Excerpt to read:
■ ■ ■ ■

Health systems are reducing their technology footprint today and are aggressively consolidating their information systems for agility and cost-efficiency, tapping into a handful of enterprise technology vendors for the bulk of their needs.
They’re reluctant to bring on new digital health startups, raising the entry thresholds for startups to mitigate risk, reduce vendor proliferation and reduce administrative overheads.
Many health systems are going a step further by taking equity stakes in promising startups, thus making a long-term commitment to a handful of innovative solution providers, potentially accompanied by the phasing out of other existing vendors with similar solutions.
Digital health startups, for their part, are fighting to stay relevant. A rapid consolidation among digital health startups pursuing scale economies and enhanced relevance with clients is driving a spurt in M&A. The consolidation is the result of the threat of marginalization as much as it is due to demands from enterprise clients.
From mega-deals such as Livongo-Teladoc to smaller ones such as Grand Rounds-Doctor On Demand, the pursuit of scale and continued relevance has been a driving factor driving digital health companies.
The challenge for health system digital transformation leaders now is to choose among many potential solution providers for long-term relationships, especially among relatively young companies with small founder-led teams and dependent on VC money to keep the lights on.
The trifecta for digital health solution providers
For digital health companies to succeed, they must get three factors right: low cost, operational scale and service quality.
After announcing the launch of its Amazon Care service for virtual primary care and home care for all 50 states in May, Amazon revealed that it would need to hire “thousands of employees” to scale the service.

■ ■ ■ ■

Material provided:
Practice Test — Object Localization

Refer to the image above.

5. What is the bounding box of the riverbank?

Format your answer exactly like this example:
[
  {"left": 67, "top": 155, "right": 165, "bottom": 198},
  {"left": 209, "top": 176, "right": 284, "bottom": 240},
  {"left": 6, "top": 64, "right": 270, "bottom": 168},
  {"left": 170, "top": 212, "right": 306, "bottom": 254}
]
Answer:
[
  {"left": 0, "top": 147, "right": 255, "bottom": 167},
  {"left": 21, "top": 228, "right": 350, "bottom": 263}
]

■ ■ ■ ■

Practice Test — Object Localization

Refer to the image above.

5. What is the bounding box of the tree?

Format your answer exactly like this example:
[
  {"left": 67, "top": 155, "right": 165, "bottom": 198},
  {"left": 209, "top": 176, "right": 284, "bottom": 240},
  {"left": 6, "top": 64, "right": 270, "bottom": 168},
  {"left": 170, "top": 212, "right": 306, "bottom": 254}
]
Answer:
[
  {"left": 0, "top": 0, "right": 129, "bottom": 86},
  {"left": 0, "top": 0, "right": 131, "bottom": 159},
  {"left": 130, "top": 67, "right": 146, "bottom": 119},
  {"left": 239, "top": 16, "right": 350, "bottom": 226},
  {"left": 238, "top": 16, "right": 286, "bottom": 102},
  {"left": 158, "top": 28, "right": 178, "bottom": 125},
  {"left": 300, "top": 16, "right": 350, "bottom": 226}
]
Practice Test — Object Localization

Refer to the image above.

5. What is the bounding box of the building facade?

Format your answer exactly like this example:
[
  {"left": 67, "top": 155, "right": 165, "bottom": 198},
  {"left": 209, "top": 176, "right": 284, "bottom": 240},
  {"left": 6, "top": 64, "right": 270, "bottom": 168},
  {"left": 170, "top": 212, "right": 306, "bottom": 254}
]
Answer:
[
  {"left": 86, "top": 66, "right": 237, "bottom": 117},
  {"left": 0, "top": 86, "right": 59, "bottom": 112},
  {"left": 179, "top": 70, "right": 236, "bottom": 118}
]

■ ■ ■ ■

How to complete this task: Continue the passage on health systems and digital health startups, starting after its last sentence about Amazon Care. The data is separate material and has no connection to the text on digital health.

Answer for the task:
This was a challenge that Amazon either did not anticipate or underestimated. Coming on the back of a promise to provide access to a clinician in 60 seconds or less, the scaling problem becomes a critical bottleneck in delivering the promised service levels.
Apple, another big tech firm that has made a deep commitment to the healthcare sector, is also reported to be struggling, though for different reasons.
Apple’s consumer-focused healthcare applications such as sleep monitoring, heart rate indicator and the more recently launched hand-washing app (my favourite) are high-quality services that nevertheless lack the seamlessness of a holistic healthcare experience.
Despite the integration with patient data in EHR systems, the apps operate as stand-alone solutions. Most importantly, physicians don’t necessarily refer to Apple’s Health app data in their patient care, an added factor that can slow down the growth of the services.
Where does that leave digital health startups? Despite the absence of scale and a product offering that is largely unproven, giants like Amazon can offer the services at low cost indefinitely till they get the trifecta right.
For many digital health startups, both time and money are in short supply, notwithstanding the latest VC funding data that favors more mature startups and later rounds of funding. These firms are left with limited choices, offering low-priced services to win market share and outrun the clock.
The largest of the digital health companies are locked in this grim battle today, continuing to post losses to pursue market share and growth. When the giants of technology cannot demonstrate a pathway to sustainably profitable growth, startups must adopt different tactics for survival.
They rely on nimbleness and consolidation to keep existing clients while using VC money to subsidize new clients, hoping they will turn a profit or more likely find an exit for investors through a liquidity event.
The digital health solution markets are in an exciting state of hyper-growth – at least as measured by the amounts of VC money pouring into the sector. For many startup founders, the flow of funds and the astronomical valuations may be just what the doctor ordered, providing them with the runway to refine their product offerings and build lasting relationships.
For others, it may just be a delaying of the inevitable. It’s hard to tell today which is which. The challenge for their health system clients just got more complicated.